───── RECORD SET ─────
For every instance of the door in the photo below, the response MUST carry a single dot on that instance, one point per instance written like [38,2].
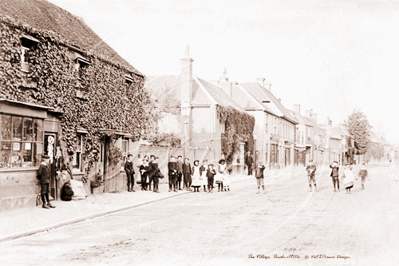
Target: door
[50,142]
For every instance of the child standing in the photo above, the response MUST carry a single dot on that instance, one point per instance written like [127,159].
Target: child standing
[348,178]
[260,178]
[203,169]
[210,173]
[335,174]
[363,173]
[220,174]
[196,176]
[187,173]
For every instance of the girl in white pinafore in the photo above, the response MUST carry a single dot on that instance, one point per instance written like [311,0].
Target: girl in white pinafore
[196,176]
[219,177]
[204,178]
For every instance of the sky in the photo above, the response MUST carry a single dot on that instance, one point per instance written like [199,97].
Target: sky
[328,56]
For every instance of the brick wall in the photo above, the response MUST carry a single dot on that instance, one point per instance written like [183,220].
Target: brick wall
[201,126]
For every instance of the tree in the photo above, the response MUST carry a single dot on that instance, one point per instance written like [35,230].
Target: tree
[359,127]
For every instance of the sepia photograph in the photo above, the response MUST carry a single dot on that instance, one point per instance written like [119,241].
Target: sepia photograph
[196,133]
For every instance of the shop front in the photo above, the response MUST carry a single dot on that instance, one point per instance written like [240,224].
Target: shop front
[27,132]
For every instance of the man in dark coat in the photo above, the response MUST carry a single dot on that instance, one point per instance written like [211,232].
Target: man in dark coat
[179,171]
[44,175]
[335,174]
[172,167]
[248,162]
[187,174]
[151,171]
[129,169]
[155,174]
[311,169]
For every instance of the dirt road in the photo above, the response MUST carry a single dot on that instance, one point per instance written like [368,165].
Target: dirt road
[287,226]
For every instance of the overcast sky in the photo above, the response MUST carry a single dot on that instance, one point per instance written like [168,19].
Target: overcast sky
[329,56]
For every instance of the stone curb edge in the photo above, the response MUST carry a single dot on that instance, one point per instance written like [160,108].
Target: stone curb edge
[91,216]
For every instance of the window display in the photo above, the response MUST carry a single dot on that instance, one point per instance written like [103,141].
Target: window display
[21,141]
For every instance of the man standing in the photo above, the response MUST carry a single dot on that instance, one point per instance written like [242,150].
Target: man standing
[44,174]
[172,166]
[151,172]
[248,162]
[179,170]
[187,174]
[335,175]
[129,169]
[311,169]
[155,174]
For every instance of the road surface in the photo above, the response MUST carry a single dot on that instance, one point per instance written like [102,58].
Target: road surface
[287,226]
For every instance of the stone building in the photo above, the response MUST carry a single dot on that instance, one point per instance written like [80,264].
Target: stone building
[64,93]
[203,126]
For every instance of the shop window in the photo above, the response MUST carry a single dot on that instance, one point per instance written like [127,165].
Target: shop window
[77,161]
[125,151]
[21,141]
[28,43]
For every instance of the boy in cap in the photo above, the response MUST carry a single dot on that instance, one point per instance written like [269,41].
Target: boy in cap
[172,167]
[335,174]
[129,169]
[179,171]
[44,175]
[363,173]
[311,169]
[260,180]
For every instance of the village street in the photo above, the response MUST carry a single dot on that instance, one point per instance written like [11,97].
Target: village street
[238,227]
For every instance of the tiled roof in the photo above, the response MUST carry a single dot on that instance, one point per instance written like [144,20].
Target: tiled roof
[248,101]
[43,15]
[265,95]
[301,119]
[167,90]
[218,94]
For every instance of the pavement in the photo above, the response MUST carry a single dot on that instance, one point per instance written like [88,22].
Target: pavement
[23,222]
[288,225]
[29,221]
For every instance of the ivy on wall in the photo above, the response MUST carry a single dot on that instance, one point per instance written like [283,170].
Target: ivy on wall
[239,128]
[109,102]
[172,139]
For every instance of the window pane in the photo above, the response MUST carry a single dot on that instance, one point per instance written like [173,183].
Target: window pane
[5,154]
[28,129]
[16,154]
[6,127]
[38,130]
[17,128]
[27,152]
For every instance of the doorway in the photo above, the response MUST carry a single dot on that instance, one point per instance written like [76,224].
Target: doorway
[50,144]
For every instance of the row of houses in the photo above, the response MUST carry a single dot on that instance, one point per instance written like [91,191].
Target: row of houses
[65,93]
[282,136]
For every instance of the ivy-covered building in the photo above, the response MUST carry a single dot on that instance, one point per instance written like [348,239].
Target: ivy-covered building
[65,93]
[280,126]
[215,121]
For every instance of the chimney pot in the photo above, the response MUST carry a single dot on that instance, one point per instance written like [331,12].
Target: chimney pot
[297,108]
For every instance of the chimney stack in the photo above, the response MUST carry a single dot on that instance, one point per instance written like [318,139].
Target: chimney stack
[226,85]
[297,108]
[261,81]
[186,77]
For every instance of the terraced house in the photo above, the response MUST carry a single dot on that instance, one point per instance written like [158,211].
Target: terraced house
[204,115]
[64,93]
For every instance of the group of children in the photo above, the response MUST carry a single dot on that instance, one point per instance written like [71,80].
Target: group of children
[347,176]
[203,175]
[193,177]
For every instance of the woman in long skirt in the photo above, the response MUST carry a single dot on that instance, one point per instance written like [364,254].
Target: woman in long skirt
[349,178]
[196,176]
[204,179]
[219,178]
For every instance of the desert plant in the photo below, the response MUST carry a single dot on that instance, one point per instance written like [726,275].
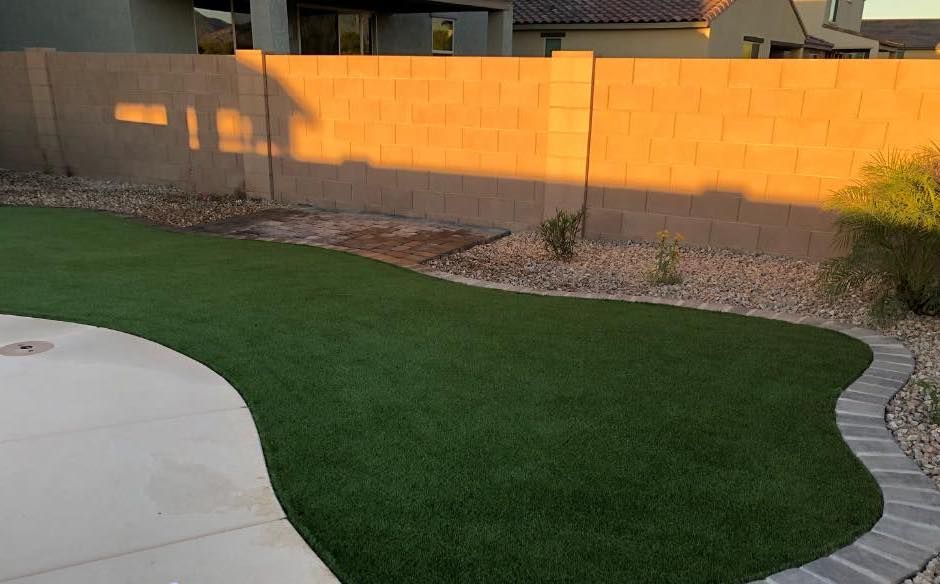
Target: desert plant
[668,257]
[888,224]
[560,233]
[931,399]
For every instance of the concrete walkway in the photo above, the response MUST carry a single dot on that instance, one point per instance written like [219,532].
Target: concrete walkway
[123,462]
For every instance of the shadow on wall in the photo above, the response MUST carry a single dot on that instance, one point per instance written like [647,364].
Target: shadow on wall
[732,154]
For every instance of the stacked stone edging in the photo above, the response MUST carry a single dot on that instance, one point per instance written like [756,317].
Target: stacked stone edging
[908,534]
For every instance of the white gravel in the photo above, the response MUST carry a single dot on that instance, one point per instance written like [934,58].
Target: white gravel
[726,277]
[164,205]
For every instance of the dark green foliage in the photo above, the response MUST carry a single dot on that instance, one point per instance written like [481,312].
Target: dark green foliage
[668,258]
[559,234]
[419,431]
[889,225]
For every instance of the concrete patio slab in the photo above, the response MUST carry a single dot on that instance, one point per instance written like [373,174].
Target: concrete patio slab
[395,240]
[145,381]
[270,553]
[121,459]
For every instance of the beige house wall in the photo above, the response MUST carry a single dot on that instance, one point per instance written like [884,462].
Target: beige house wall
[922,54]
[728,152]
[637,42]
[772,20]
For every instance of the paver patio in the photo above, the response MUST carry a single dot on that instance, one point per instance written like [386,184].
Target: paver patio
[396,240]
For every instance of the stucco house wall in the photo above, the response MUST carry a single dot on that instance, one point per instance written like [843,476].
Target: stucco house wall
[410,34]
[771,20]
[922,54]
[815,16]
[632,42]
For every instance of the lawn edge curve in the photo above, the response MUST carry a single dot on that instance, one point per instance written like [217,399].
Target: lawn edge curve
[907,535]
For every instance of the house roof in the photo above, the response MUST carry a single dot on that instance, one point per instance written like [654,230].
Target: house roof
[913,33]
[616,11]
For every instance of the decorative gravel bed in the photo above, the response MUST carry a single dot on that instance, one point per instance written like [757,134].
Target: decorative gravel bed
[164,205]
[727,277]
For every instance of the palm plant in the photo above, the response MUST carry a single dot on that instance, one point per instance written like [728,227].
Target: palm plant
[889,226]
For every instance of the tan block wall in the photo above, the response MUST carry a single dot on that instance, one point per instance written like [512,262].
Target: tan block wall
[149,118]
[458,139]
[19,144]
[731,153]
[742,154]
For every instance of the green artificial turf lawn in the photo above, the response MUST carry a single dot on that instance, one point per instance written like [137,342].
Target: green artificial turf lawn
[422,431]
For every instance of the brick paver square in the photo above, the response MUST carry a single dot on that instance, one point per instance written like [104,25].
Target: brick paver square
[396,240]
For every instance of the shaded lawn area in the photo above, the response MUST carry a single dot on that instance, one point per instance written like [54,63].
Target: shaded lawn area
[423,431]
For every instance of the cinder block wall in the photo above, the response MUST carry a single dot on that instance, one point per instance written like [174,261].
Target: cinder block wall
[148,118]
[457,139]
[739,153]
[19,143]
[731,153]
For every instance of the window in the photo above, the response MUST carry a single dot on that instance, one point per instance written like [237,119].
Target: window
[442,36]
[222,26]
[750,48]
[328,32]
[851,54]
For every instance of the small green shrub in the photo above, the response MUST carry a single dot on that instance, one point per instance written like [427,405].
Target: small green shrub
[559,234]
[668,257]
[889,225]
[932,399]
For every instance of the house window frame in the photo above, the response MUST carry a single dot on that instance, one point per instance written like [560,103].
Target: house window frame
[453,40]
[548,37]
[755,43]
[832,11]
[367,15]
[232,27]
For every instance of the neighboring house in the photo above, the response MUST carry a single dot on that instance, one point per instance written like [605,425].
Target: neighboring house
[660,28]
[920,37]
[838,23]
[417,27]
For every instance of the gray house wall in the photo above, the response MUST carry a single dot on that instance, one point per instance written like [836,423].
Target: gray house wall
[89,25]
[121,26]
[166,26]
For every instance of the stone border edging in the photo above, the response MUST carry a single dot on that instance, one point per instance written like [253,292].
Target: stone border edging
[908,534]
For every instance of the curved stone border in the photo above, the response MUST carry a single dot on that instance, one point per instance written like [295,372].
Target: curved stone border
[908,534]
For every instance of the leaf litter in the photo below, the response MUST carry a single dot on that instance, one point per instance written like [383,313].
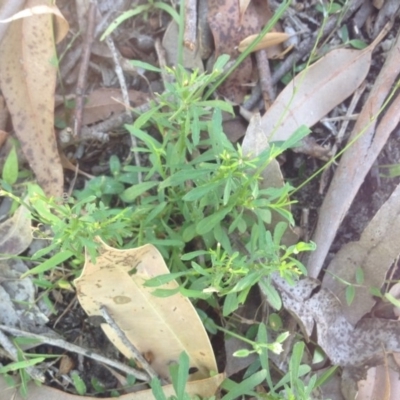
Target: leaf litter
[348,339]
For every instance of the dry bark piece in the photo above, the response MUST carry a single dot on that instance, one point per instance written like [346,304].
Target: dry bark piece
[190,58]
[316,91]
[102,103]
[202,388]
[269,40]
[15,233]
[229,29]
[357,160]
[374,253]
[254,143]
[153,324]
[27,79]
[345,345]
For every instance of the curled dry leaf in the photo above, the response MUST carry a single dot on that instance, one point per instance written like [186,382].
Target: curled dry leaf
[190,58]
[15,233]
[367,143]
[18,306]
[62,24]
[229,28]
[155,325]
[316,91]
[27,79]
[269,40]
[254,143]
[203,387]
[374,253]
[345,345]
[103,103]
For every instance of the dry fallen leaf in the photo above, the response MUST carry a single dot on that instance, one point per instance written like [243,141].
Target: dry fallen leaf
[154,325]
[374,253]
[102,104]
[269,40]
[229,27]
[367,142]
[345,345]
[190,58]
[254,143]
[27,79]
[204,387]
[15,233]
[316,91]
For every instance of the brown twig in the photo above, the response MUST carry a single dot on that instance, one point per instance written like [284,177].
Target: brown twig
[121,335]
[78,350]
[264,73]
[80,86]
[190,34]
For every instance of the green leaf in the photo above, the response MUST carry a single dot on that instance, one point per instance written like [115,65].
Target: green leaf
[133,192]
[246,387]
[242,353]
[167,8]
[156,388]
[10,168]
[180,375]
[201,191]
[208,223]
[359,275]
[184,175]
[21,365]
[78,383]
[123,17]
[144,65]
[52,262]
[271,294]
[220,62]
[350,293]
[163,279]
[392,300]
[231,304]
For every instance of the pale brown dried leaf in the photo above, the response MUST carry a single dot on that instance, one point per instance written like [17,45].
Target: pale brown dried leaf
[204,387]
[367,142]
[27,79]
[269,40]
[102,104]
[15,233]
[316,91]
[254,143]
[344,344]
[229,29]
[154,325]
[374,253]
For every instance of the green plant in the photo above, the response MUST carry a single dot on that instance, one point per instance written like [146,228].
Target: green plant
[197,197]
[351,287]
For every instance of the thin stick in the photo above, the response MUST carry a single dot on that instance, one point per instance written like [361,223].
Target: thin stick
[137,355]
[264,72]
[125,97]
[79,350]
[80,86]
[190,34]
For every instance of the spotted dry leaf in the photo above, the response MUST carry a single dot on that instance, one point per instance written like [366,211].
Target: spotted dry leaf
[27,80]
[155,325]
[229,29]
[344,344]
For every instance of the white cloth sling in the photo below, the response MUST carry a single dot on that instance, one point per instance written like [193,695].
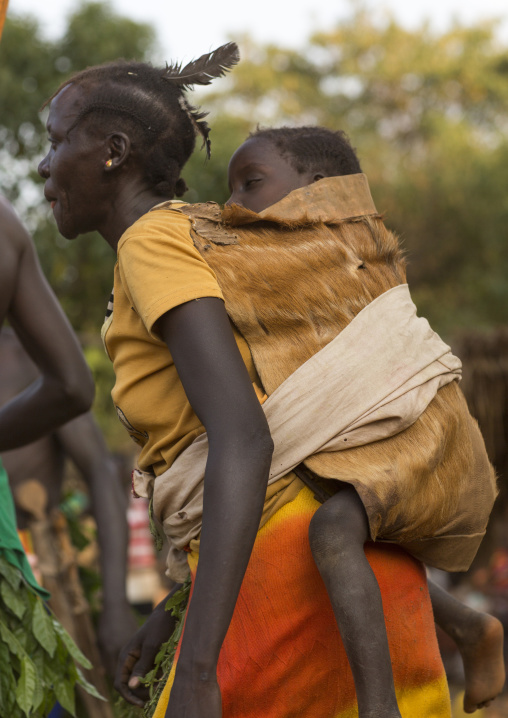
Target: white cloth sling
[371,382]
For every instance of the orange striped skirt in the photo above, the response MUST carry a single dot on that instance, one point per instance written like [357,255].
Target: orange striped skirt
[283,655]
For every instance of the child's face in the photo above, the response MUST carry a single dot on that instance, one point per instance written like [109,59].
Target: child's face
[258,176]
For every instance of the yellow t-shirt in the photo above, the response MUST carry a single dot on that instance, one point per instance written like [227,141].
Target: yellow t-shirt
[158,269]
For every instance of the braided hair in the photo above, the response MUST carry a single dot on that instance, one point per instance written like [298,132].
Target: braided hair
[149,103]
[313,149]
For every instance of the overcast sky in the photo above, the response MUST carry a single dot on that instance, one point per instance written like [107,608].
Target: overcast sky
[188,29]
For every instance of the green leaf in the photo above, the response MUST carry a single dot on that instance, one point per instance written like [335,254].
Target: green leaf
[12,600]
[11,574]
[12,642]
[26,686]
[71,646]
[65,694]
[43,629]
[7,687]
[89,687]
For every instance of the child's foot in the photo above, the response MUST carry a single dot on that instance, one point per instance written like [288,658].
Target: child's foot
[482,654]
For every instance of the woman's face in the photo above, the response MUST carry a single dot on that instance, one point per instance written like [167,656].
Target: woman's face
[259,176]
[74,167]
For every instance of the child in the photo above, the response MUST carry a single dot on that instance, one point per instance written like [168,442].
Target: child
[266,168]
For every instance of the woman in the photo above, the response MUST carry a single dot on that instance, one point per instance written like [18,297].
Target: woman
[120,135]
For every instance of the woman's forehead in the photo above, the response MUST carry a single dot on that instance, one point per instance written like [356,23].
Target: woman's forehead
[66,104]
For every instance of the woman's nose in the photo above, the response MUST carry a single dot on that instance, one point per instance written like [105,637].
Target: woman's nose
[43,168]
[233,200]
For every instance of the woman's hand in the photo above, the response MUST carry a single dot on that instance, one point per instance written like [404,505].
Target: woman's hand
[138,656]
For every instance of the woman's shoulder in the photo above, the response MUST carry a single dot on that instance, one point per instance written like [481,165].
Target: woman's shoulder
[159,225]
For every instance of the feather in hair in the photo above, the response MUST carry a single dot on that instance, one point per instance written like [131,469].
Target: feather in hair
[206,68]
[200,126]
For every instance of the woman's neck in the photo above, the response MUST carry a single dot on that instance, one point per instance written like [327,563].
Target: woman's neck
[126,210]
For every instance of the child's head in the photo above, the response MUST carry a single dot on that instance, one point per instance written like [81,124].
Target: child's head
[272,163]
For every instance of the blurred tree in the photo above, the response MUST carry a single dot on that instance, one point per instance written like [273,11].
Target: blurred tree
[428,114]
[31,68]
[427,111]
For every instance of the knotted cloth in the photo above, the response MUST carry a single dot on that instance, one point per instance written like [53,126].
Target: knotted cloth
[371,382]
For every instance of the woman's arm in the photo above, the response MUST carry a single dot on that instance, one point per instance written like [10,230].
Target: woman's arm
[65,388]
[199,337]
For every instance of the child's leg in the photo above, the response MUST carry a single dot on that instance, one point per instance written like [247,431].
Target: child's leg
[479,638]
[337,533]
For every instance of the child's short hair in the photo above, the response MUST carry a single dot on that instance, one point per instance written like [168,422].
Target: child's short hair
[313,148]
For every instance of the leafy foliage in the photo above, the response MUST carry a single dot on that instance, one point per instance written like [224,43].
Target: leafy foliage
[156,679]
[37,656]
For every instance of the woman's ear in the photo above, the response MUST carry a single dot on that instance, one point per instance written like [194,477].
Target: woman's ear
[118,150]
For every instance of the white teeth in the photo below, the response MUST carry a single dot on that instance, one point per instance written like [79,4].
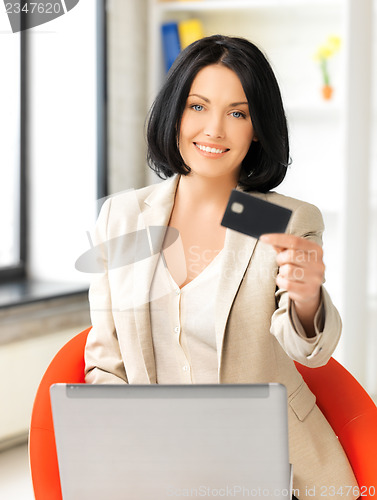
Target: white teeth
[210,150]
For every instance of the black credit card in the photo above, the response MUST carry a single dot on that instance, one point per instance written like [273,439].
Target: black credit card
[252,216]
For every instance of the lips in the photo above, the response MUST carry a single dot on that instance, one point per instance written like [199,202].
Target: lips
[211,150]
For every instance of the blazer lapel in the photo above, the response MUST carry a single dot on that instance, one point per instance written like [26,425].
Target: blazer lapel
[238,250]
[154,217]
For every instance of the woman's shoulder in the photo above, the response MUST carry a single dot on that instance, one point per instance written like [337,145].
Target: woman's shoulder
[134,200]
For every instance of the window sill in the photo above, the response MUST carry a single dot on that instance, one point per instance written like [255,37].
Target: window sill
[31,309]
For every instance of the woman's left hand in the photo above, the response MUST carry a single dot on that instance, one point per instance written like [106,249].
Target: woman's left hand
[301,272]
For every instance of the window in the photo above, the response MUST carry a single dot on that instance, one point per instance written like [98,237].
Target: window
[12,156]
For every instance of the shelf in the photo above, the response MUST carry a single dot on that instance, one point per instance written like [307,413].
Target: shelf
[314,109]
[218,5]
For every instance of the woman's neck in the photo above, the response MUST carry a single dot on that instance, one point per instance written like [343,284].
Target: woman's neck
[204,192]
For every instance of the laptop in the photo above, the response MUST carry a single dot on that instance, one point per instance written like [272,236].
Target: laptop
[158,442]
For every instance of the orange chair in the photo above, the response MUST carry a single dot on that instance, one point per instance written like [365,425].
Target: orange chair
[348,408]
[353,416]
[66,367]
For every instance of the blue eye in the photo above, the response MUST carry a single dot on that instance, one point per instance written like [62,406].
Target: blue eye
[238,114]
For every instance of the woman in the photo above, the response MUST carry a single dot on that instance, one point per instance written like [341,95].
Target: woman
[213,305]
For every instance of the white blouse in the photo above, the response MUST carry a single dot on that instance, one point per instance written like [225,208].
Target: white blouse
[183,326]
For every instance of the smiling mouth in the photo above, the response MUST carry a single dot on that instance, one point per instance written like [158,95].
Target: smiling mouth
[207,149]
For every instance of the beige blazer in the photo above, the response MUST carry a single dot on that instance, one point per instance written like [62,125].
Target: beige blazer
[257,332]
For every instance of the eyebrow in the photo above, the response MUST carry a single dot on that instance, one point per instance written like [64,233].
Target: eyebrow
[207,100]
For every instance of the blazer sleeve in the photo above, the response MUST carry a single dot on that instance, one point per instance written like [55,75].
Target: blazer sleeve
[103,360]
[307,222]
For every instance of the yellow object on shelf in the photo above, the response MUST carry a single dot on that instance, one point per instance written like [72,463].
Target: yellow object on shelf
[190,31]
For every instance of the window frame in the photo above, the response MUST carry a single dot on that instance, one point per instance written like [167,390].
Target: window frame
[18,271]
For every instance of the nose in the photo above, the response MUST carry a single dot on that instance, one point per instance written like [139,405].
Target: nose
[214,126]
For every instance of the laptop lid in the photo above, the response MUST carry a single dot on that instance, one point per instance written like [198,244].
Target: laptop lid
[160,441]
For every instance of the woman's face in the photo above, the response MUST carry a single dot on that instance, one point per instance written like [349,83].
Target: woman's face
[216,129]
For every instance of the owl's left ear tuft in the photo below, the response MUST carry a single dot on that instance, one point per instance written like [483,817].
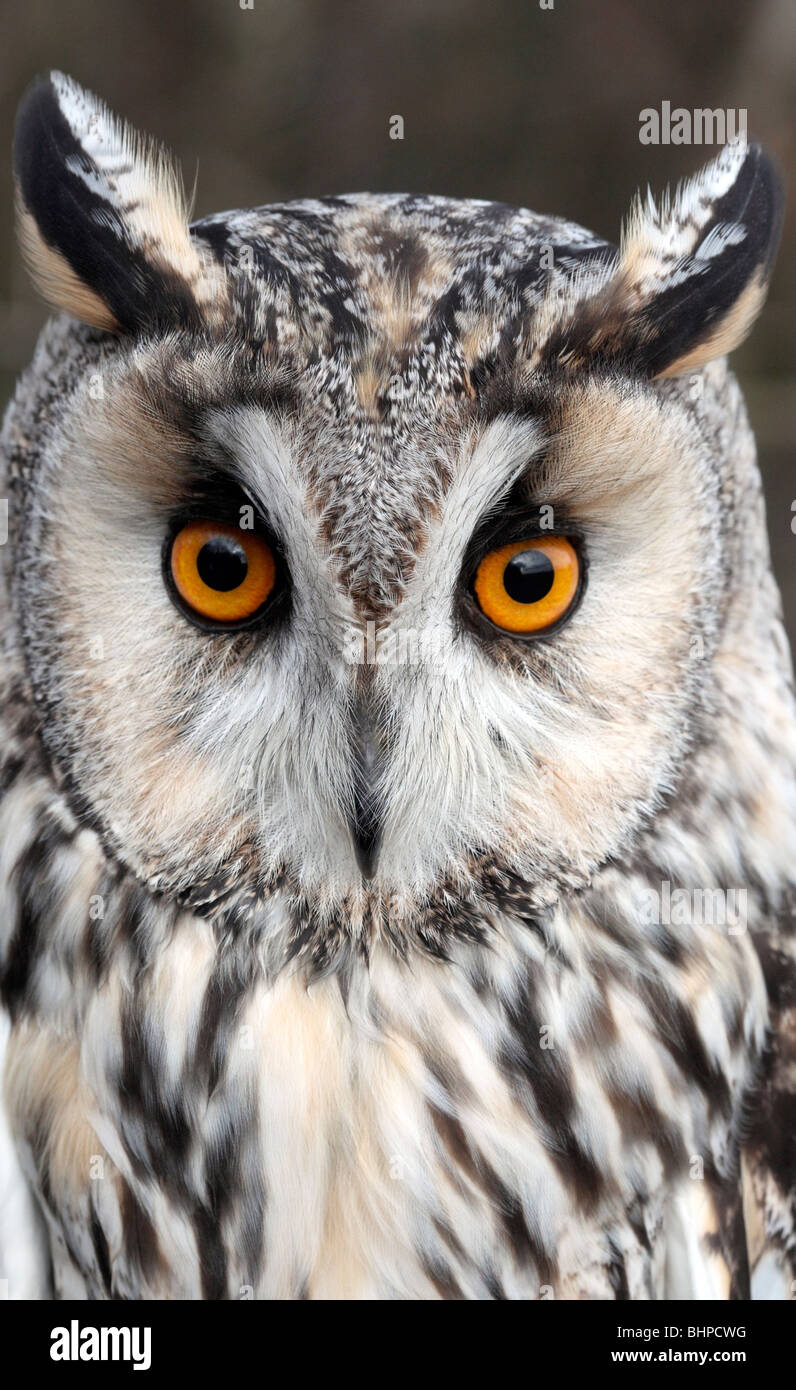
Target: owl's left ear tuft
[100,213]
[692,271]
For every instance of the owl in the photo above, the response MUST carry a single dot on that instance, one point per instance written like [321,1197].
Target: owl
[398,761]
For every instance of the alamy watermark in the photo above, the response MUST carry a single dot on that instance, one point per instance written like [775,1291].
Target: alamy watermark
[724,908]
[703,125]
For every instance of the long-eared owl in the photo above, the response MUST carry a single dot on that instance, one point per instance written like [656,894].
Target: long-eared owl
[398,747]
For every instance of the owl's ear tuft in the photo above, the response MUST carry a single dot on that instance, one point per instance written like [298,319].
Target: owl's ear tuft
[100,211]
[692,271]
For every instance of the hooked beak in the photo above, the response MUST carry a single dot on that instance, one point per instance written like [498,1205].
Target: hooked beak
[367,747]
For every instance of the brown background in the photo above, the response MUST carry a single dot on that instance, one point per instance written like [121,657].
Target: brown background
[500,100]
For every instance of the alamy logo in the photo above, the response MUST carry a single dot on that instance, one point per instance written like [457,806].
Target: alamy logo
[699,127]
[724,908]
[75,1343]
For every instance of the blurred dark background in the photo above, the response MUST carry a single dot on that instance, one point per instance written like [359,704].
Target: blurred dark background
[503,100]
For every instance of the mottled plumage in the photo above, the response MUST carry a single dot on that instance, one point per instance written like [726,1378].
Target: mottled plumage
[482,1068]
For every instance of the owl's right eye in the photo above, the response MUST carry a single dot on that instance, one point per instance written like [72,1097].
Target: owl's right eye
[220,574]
─────
SET PROBLEM: Through the last line of the entries above, beginning at the line containing "For every instance of the owl's ear", transcribe each line exactly, both ends included and nothing more.

FINAL ANSWER:
For every instance of the owl's ear tuft in the photo above, the response MUST carry a single dot on that instance, one point per instance written like [298,319].
Target: owl's ear tuft
[100,211]
[692,271]
For every instance of the hooked beak in the photo above, the response MUST carry a single dot on that instance, one point per instance written like [498,1205].
Target: hooked beak
[367,747]
For every instance of the brown background in the photo above, the response MUST carry a single dot on that instance, one point per instance written like [121,657].
Target: brown background
[500,100]
For every instance of the alamy logo in the photo above, the response MUST carry a single dot on that instance, one point per instance written like [457,806].
Target: alamy logo
[699,127]
[724,908]
[75,1343]
For every instance of the blurred dark background in the photo above, the response MUST carry a single dot on that instance, one point per instance written like [359,704].
Target: blurred dark background
[503,100]
For every instance of the mottled plumage in the photo above, the response MUST carry a single dot on that instance, one point per instance written like [726,1378].
Target: mottled plumage
[482,1068]
For every instance of the owl's right eye in the photo above, the response MUST carry a single dot on that instance, one point per instance written like [72,1097].
Target: owl's right eye
[220,574]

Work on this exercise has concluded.